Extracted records
-*-
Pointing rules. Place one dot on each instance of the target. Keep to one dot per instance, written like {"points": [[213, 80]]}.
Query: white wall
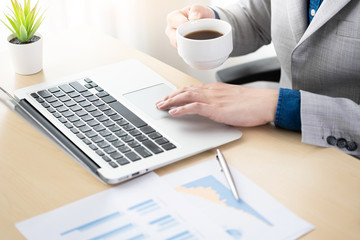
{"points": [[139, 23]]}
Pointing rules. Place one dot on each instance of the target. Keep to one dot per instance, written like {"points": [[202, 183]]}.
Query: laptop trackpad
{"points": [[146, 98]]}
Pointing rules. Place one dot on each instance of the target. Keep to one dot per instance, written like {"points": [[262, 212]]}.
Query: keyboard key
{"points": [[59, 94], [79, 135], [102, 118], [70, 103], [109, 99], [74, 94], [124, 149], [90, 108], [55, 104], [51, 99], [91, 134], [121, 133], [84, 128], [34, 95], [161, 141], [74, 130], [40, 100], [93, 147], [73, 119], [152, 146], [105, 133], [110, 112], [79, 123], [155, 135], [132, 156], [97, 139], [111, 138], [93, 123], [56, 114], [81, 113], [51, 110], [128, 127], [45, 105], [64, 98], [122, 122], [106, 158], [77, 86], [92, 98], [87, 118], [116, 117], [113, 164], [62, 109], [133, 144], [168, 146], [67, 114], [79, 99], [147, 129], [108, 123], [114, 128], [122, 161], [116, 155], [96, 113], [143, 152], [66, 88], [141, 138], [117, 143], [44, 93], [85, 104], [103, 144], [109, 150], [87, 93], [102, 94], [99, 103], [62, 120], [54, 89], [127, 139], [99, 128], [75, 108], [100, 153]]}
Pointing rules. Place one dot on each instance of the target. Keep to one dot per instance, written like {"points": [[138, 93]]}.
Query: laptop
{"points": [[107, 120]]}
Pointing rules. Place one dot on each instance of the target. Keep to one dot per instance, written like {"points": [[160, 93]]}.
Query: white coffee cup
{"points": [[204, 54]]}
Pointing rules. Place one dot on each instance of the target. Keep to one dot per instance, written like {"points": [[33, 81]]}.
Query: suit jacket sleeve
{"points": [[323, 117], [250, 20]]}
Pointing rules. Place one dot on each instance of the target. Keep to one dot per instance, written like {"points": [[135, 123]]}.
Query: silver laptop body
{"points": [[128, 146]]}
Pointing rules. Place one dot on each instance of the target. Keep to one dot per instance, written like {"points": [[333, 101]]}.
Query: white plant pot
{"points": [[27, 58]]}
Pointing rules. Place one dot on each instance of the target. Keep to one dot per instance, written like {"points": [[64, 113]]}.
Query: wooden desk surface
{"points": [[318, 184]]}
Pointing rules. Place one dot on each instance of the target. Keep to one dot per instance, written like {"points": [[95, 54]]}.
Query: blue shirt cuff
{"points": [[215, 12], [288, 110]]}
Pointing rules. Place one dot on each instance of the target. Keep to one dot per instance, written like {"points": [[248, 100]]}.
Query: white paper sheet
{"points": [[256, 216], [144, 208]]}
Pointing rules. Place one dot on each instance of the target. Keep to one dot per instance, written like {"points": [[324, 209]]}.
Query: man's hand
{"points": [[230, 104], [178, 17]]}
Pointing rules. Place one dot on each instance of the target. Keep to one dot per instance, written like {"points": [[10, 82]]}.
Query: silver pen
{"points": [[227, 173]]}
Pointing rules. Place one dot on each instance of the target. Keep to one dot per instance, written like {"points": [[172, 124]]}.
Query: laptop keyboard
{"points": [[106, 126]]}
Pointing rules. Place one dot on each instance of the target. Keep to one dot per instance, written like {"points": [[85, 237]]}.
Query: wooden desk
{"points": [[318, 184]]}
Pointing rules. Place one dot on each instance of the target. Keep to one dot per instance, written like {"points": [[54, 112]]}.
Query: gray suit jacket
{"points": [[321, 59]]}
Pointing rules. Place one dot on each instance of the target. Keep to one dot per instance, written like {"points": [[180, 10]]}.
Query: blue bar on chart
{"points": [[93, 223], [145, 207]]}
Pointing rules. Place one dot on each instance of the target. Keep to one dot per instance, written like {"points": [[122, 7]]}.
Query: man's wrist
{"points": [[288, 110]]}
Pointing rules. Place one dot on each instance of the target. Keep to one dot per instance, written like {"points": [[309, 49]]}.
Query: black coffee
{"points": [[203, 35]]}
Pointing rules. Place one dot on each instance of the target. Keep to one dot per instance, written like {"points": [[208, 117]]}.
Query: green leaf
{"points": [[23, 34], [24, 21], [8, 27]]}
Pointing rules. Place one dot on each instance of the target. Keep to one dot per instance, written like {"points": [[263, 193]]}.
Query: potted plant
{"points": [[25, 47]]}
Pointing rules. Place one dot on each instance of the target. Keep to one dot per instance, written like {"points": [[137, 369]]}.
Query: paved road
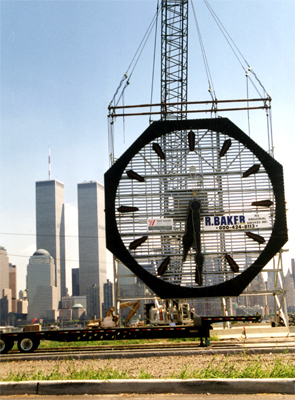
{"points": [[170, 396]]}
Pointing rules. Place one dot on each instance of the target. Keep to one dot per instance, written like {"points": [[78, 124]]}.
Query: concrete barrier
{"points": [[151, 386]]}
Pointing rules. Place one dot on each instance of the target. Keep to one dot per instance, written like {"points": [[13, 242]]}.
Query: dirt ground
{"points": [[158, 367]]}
-*-
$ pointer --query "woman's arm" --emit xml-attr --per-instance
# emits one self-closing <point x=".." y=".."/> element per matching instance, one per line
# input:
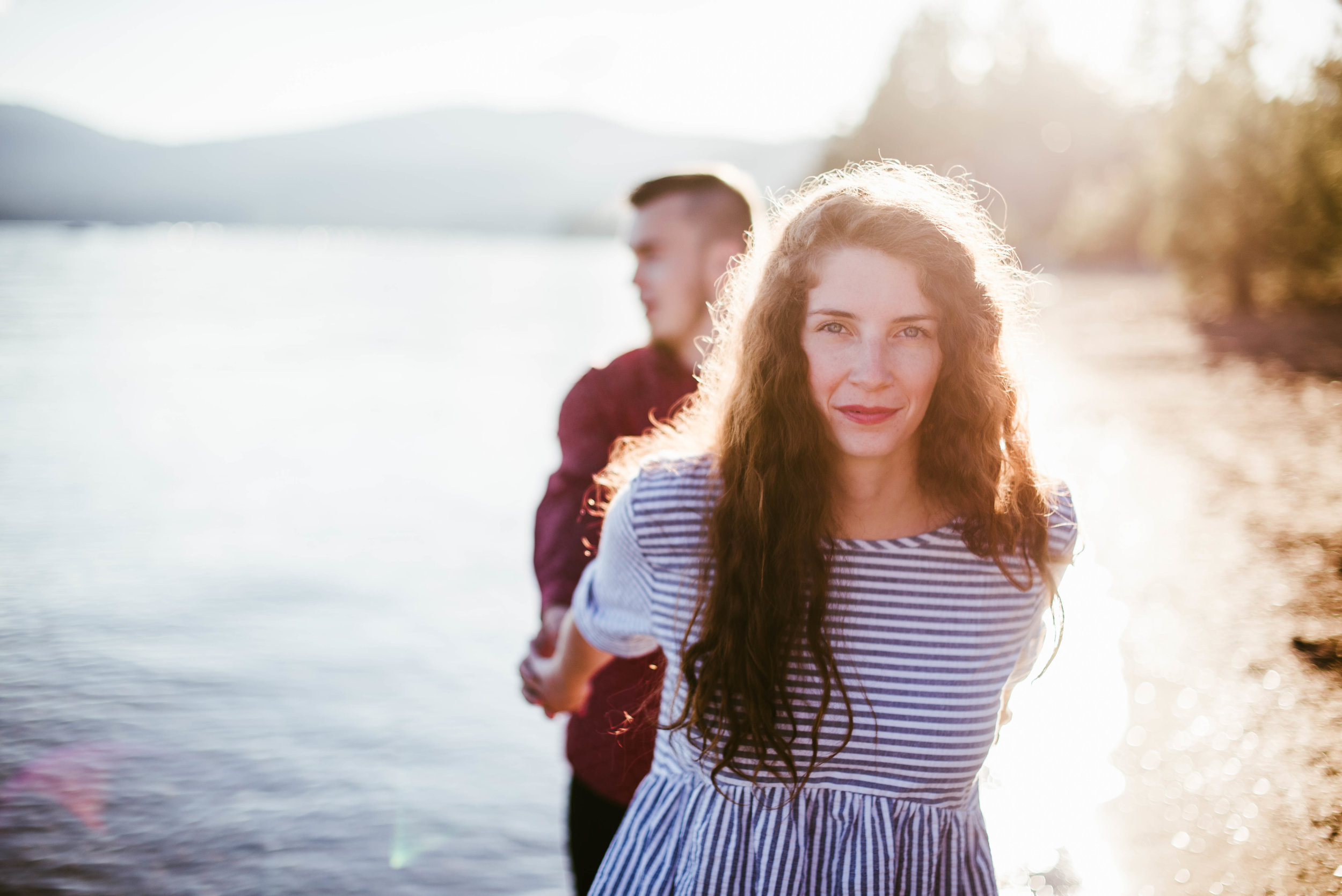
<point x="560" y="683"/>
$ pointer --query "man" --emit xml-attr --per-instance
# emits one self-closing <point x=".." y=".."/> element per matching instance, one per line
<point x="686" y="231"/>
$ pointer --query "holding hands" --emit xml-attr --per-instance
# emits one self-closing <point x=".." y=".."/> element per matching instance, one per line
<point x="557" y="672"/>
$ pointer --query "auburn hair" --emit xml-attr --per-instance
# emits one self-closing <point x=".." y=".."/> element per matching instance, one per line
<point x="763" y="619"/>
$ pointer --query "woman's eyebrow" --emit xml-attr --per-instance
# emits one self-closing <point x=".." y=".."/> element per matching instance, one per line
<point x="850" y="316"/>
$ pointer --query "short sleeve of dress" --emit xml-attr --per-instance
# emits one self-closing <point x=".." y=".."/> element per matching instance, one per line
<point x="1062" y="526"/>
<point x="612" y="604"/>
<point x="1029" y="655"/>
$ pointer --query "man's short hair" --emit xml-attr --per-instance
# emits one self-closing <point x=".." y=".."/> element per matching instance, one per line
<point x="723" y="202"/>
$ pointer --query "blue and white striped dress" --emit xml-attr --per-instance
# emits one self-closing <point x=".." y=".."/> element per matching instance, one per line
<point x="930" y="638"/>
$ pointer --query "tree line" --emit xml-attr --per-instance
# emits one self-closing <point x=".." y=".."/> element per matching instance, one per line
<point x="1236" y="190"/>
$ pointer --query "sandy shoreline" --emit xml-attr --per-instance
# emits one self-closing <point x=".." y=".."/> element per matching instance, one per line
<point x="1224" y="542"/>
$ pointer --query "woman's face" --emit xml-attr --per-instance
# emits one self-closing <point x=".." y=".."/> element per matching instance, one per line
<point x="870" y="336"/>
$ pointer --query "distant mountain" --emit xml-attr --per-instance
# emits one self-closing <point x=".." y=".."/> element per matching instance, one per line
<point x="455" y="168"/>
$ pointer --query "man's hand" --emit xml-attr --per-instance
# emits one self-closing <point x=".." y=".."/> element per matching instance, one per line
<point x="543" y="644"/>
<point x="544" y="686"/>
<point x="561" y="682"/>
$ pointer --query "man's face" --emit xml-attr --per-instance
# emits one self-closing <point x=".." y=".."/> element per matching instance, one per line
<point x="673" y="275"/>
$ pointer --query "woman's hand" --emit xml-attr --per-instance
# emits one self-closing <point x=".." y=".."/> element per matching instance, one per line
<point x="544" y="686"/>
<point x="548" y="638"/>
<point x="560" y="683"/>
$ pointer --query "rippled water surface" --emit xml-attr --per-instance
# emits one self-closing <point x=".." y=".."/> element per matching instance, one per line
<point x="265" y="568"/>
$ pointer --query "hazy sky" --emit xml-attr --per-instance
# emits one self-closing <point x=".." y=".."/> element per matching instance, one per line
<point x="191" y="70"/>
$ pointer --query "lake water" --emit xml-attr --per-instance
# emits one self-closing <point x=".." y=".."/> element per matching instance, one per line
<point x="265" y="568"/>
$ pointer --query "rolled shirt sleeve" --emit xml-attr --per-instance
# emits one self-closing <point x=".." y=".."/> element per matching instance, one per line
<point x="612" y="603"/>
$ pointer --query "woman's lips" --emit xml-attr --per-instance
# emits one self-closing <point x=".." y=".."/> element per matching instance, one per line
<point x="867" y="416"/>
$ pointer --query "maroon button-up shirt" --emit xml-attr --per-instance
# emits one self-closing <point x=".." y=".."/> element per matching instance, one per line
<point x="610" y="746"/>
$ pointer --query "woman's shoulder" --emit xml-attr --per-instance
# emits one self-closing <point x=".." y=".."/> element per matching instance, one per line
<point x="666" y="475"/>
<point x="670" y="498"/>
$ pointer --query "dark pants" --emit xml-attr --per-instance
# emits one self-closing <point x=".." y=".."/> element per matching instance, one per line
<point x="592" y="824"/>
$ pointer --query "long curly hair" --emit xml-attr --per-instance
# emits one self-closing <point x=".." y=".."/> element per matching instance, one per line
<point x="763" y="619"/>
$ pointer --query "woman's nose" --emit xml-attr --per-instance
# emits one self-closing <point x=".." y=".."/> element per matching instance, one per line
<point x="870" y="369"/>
-*-
# ACTIVITY
Copy each line of the entries in which the string "hair" is found.

# TASK ANSWER
$ pointer --query "auburn hair" --emit xml-attr --per-instance
$ pointer --query "man's short hair" --emit xml-attr --per-instance
$ pointer --query "long curly hair" --emit xml-attr --per-instance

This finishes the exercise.